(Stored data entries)
::::::::::

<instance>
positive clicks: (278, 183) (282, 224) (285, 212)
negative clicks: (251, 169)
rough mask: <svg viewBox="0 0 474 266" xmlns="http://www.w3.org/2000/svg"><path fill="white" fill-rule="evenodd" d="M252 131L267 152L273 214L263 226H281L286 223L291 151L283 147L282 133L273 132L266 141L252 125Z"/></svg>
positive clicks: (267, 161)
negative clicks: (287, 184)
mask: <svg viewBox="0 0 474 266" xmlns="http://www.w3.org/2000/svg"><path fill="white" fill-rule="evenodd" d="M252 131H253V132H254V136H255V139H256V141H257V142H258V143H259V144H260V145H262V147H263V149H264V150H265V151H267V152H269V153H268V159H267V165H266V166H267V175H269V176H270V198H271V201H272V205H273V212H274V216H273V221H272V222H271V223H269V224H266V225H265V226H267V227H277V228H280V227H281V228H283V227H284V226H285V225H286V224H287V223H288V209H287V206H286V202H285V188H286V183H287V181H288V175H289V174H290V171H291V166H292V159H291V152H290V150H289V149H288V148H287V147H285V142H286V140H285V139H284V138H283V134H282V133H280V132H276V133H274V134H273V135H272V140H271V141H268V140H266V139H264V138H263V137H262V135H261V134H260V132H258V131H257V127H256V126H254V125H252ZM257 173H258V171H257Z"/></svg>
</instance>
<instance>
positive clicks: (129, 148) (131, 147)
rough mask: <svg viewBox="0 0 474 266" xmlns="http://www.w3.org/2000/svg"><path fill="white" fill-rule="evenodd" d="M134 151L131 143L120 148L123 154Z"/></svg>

::::::::::

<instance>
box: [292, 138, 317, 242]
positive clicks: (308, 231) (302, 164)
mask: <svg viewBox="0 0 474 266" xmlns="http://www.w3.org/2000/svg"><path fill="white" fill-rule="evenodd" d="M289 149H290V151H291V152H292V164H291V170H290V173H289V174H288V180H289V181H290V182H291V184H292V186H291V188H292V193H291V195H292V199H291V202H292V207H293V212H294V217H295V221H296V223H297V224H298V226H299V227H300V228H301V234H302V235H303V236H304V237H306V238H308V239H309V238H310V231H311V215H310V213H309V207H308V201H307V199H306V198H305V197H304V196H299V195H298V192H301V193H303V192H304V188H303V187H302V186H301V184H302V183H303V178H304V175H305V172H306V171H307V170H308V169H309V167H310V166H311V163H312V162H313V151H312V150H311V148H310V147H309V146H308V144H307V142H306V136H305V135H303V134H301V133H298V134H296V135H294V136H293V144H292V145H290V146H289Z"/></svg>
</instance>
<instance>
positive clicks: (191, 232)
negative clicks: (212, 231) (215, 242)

::::::::::

■ Task statement: Your answer should be the lines above, from the line containing "positive clicks: (191, 232)" up to and including the line containing "negative clicks: (212, 231) (215, 242)", reproduced exactly and with nothing else.

■ Exercise answer:
positive clicks: (191, 232)
negative clicks: (212, 231) (215, 242)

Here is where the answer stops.